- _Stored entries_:
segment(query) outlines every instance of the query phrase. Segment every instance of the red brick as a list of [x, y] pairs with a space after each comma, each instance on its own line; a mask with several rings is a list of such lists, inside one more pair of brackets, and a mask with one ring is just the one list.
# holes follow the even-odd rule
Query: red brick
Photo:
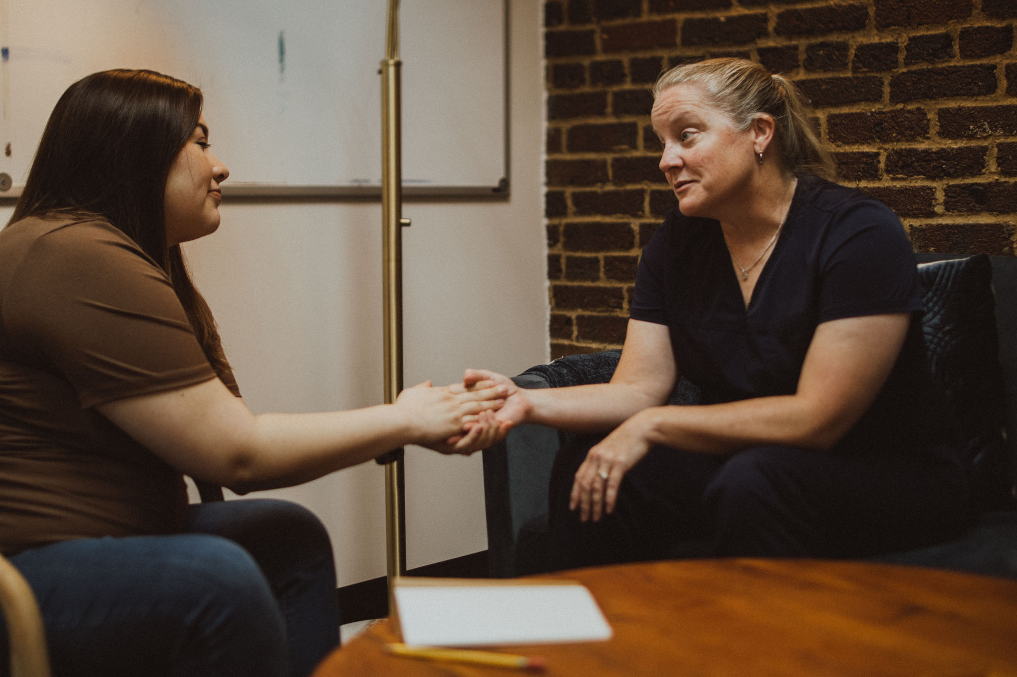
[[972, 0], [875, 0], [876, 27], [916, 27], [965, 19], [974, 10]]
[[595, 186], [607, 182], [606, 160], [548, 160], [548, 186]]
[[664, 217], [677, 203], [678, 198], [672, 190], [650, 191], [650, 213], [654, 217]]
[[643, 14], [643, 0], [594, 0], [593, 15], [598, 21], [621, 18], [639, 18]]
[[573, 191], [573, 213], [580, 217], [639, 217], [643, 214], [642, 189]]
[[900, 66], [900, 45], [870, 43], [854, 48], [851, 69], [857, 72], [896, 70]]
[[547, 255], [547, 279], [561, 280], [564, 268], [561, 266], [561, 254]]
[[794, 83], [816, 107], [883, 101], [883, 78], [878, 75], [815, 77]]
[[985, 171], [989, 146], [959, 148], [895, 148], [887, 152], [887, 176], [930, 179], [978, 176]]
[[782, 38], [795, 38], [861, 30], [866, 25], [869, 7], [865, 5], [830, 4], [807, 9], [785, 9], [777, 14], [773, 32]]
[[1013, 255], [1011, 224], [913, 224], [908, 233], [915, 251], [940, 254]]
[[554, 249], [561, 242], [561, 226], [548, 224], [544, 230], [547, 237], [547, 248]]
[[544, 33], [544, 56], [589, 56], [597, 52], [593, 28], [547, 30]]
[[565, 21], [564, 7], [557, 0], [548, 0], [544, 3], [544, 27], [553, 28]]
[[[741, 4], [745, 4], [742, 2]], [[702, 9], [727, 9], [731, 0], [650, 0], [651, 14], [694, 12]]]
[[582, 25], [593, 23], [593, 3], [590, 0], [569, 0], [569, 23]]
[[547, 143], [545, 147], [548, 153], [561, 152], [561, 140], [563, 135], [561, 127], [547, 127]]
[[639, 256], [604, 256], [604, 279], [614, 282], [636, 282]]
[[638, 131], [635, 122], [574, 125], [569, 128], [565, 147], [570, 152], [634, 150]]
[[805, 59], [801, 62], [805, 70], [845, 70], [847, 69], [847, 43], [814, 43], [805, 46]]
[[564, 341], [572, 340], [574, 326], [572, 317], [560, 313], [551, 313], [549, 324], [551, 338], [563, 338]]
[[932, 186], [872, 186], [860, 190], [880, 200], [898, 217], [936, 216], [936, 189]]
[[577, 315], [576, 337], [598, 344], [625, 343], [629, 318], [620, 315]]
[[953, 36], [949, 33], [930, 33], [911, 36], [904, 46], [904, 64], [936, 63], [956, 58]]
[[1017, 211], [1017, 183], [956, 183], [944, 190], [943, 206], [947, 211], [975, 213]]
[[593, 61], [590, 63], [590, 84], [610, 85], [625, 81], [625, 64], [619, 59]]
[[611, 93], [611, 112], [614, 115], [650, 115], [652, 108], [653, 95], [645, 87]]
[[1001, 142], [996, 146], [996, 166], [1008, 176], [1017, 174], [1017, 141]]
[[1014, 0], [981, 0], [981, 12], [995, 18], [1017, 17], [1017, 2]]
[[1017, 106], [956, 106], [940, 109], [940, 136], [977, 138], [1017, 135]]
[[629, 251], [636, 244], [629, 224], [570, 222], [561, 230], [561, 246], [565, 251]]
[[798, 46], [758, 47], [760, 63], [771, 73], [787, 73], [798, 67]]
[[547, 98], [547, 118], [549, 120], [603, 117], [606, 112], [606, 91], [551, 95]]
[[664, 57], [633, 57], [629, 60], [629, 81], [633, 84], [652, 84], [664, 70]]
[[565, 280], [597, 282], [600, 280], [599, 256], [565, 256]]
[[696, 63], [706, 58], [706, 54], [676, 54], [667, 59], [667, 67], [674, 68], [684, 63]]
[[1006, 54], [1014, 46], [1013, 25], [976, 25], [962, 28], [958, 41], [962, 59]]
[[664, 174], [660, 171], [660, 156], [638, 156], [611, 159], [611, 180], [615, 184], [660, 183]]
[[657, 232], [657, 228], [660, 226], [660, 222], [653, 222], [650, 224], [640, 224], [639, 225], [639, 248], [642, 249], [650, 242], [650, 238], [653, 234]]
[[575, 89], [586, 84], [586, 66], [581, 63], [552, 63], [547, 79], [558, 89]]
[[880, 178], [880, 153], [878, 152], [835, 152], [837, 174], [847, 180]]
[[600, 26], [600, 47], [605, 54], [671, 48], [677, 38], [678, 24], [673, 18]]
[[604, 350], [600, 346], [579, 346], [573, 343], [564, 342], [551, 342], [551, 359], [557, 360], [559, 357], [566, 357], [569, 355], [589, 355], [590, 353], [599, 353]]
[[742, 45], [769, 35], [764, 13], [686, 18], [681, 24], [681, 45]]
[[897, 73], [890, 78], [890, 102], [983, 97], [996, 91], [996, 66], [944, 66]]
[[599, 285], [551, 285], [554, 310], [621, 310], [624, 303], [621, 287]]
[[664, 150], [660, 139], [657, 138], [657, 132], [653, 129], [653, 125], [643, 125], [643, 149], [655, 152], [657, 156], [660, 156]]
[[827, 136], [834, 143], [916, 141], [929, 138], [929, 114], [924, 110], [831, 113]]
[[544, 216], [548, 219], [564, 217], [569, 213], [569, 203], [564, 191], [548, 190], [544, 195]]

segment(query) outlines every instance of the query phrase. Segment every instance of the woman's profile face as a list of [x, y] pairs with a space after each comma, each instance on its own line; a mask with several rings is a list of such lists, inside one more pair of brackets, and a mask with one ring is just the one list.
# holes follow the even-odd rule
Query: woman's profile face
[[166, 237], [170, 245], [196, 240], [219, 228], [220, 184], [230, 170], [208, 146], [208, 126], [198, 118], [166, 179]]
[[662, 91], [651, 113], [663, 145], [660, 169], [686, 217], [723, 219], [755, 170], [752, 127], [738, 131], [698, 84]]

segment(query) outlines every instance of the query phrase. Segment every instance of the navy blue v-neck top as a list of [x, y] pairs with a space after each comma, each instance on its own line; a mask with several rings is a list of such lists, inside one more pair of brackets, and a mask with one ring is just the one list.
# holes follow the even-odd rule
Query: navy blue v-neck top
[[912, 313], [904, 348], [841, 451], [954, 453], [921, 336], [910, 243], [889, 207], [819, 177], [799, 178], [747, 308], [720, 224], [671, 209], [643, 250], [631, 316], [666, 324], [679, 373], [704, 404], [794, 393], [817, 325]]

- _Instructions to follow_:
Render every line of the listing above as a JSON list of strings, one string per line, skipping blank lines and leaving out the pictures.

- _Full response_:
[
  "segment(query) outlines every instance of the query phrase. Segment every instance of the red brick as a list of [x, y] pairs with a space after each comma, each instance on its own line; a mask with several rings is a list of such lists, inside one more pair of brackets, and a mask with one ring is just the one list.",
  "# holes follow the even-odd rule",
  "Query: red brick",
  "Photo:",
  "[[972, 0], [875, 0], [876, 27], [916, 27], [965, 19], [974, 10]]",
  "[[595, 186], [607, 182], [606, 160], [548, 160], [548, 186]]",
  "[[664, 217], [677, 203], [678, 198], [672, 190], [650, 191], [650, 213], [654, 217]]",
  "[[643, 14], [643, 0], [594, 0], [593, 15], [598, 21], [621, 18], [639, 18]]",
  "[[573, 191], [573, 213], [580, 217], [639, 217], [643, 214], [642, 189]]",
  "[[900, 66], [900, 45], [870, 43], [854, 48], [851, 69], [857, 72], [896, 70]]",
  "[[547, 255], [547, 279], [561, 280], [564, 268], [561, 266], [561, 254]]",
  "[[794, 83], [816, 107], [883, 101], [883, 78], [878, 75], [815, 77]]",
  "[[985, 171], [989, 146], [959, 148], [895, 148], [887, 152], [887, 176], [930, 179], [978, 176]]",
  "[[782, 38], [795, 38], [861, 30], [866, 25], [869, 7], [865, 5], [830, 4], [807, 9], [785, 9], [777, 14], [773, 32]]",
  "[[1013, 255], [1011, 224], [913, 224], [908, 233], [915, 251], [940, 254]]",
  "[[554, 249], [561, 242], [561, 226], [548, 224], [544, 230], [547, 237], [547, 248]]",
  "[[544, 33], [544, 56], [589, 56], [597, 52], [593, 28], [547, 30]]",
  "[[565, 21], [564, 7], [557, 0], [548, 0], [544, 3], [544, 27], [553, 28]]",
  "[[[741, 4], [745, 4], [742, 2]], [[702, 9], [727, 9], [731, 0], [650, 0], [651, 14], [694, 12]]]",
  "[[582, 25], [593, 23], [593, 3], [590, 0], [569, 0], [569, 23]]",
  "[[547, 143], [545, 147], [548, 153], [561, 152], [561, 140], [563, 135], [561, 127], [547, 127]]",
  "[[639, 256], [604, 256], [604, 279], [614, 282], [636, 282]]",
  "[[638, 131], [635, 122], [574, 125], [569, 128], [565, 147], [570, 152], [634, 150]]",
  "[[805, 59], [801, 62], [805, 70], [845, 70], [847, 69], [847, 43], [814, 43], [805, 46]]",
  "[[564, 341], [572, 340], [574, 326], [572, 317], [560, 313], [551, 313], [549, 324], [551, 338], [563, 338]]",
  "[[932, 186], [872, 186], [860, 190], [880, 200], [898, 217], [936, 216], [936, 189]]",
  "[[577, 315], [576, 337], [598, 344], [625, 343], [629, 318], [620, 315]]",
  "[[953, 36], [949, 33], [930, 33], [911, 36], [904, 46], [904, 64], [936, 63], [956, 58]]",
  "[[1017, 211], [1017, 183], [956, 183], [944, 190], [943, 206], [947, 211], [975, 213]]",
  "[[593, 61], [590, 63], [590, 84], [610, 85], [625, 81], [625, 64], [619, 59]]",
  "[[611, 93], [611, 112], [614, 115], [650, 115], [652, 108], [653, 95], [645, 87]]",
  "[[1001, 142], [996, 146], [996, 166], [1008, 176], [1017, 174], [1017, 141]]",
  "[[1014, 0], [981, 0], [981, 12], [995, 18], [1017, 17], [1017, 2]]",
  "[[1017, 106], [956, 106], [940, 109], [940, 136], [977, 138], [1017, 135]]",
  "[[629, 251], [636, 244], [629, 224], [570, 222], [561, 230], [561, 246], [565, 251]]",
  "[[798, 46], [758, 47], [760, 63], [771, 73], [787, 73], [798, 67]]",
  "[[547, 98], [547, 118], [549, 120], [603, 117], [606, 112], [606, 91], [551, 95]]",
  "[[664, 57], [633, 57], [629, 60], [629, 81], [633, 84], [652, 84], [664, 70]]",
  "[[565, 280], [597, 282], [600, 280], [599, 256], [565, 256]]",
  "[[696, 63], [706, 58], [706, 54], [676, 54], [667, 59], [667, 67], [674, 68], [684, 63]]",
  "[[1006, 54], [1014, 46], [1013, 25], [976, 25], [962, 28], [958, 41], [962, 59]]",
  "[[664, 174], [660, 171], [660, 156], [638, 156], [611, 159], [611, 180], [615, 184], [660, 183]]",
  "[[657, 232], [657, 228], [660, 226], [660, 222], [653, 222], [650, 224], [640, 224], [639, 225], [639, 248], [642, 249], [650, 242], [650, 238], [653, 234]]",
  "[[575, 89], [586, 84], [586, 66], [581, 63], [552, 63], [547, 79], [558, 89]]",
  "[[880, 178], [880, 153], [878, 152], [835, 152], [837, 174], [847, 180]]",
  "[[600, 26], [600, 47], [605, 54], [671, 48], [677, 38], [678, 24], [673, 18]]",
  "[[604, 350], [600, 346], [579, 346], [573, 343], [564, 342], [551, 342], [551, 359], [557, 360], [559, 357], [566, 357], [569, 355], [589, 355], [590, 353], [599, 353]]",
  "[[742, 45], [769, 35], [764, 13], [686, 18], [681, 24], [681, 45]]",
  "[[897, 73], [890, 78], [890, 102], [983, 97], [996, 91], [996, 66], [944, 66]]",
  "[[599, 285], [551, 285], [554, 310], [621, 310], [624, 303], [621, 287]]",
  "[[664, 150], [660, 139], [657, 138], [657, 132], [653, 129], [653, 125], [643, 125], [643, 149], [655, 152], [657, 156], [660, 156]]",
  "[[827, 136], [834, 143], [916, 141], [929, 138], [929, 114], [924, 110], [831, 113]]",
  "[[544, 216], [548, 219], [564, 217], [569, 213], [569, 203], [564, 191], [548, 190], [544, 195]]",
  "segment(query) outlines every instance of the query phrase. Segment every instance of the woman's profile face as a list of [x, y] pairs with a space after each comma, each instance on its own line; a mask with several rings is a list of such lists, inside one more pair of brackets, and a mask with one ring is just the one list.",
  "# holes follow the even-odd rule",
  "Query: woman's profile face",
  "[[166, 237], [170, 245], [196, 240], [219, 228], [220, 184], [230, 170], [208, 146], [208, 126], [198, 118], [166, 179]]",
  "[[662, 91], [651, 113], [663, 145], [660, 169], [686, 217], [723, 219], [755, 170], [752, 127], [738, 131], [698, 84]]",
  "segment(query) outlines every instance of the query phrase. Segment every instance of the navy blue v-neck top as a list of [x, y] pairs with a space after each comma, each instance on its own line; a mask with several rings is a list of such lists, inside one more pair of brackets, and a mask with one ring is just the one list.",
  "# holes follow the even-odd rule",
  "Query: navy blue v-neck top",
  "[[912, 313], [904, 348], [841, 451], [954, 453], [921, 336], [910, 243], [889, 207], [819, 177], [799, 178], [747, 308], [720, 224], [671, 209], [643, 250], [631, 316], [666, 324], [679, 373], [704, 404], [794, 393], [817, 325]]"
]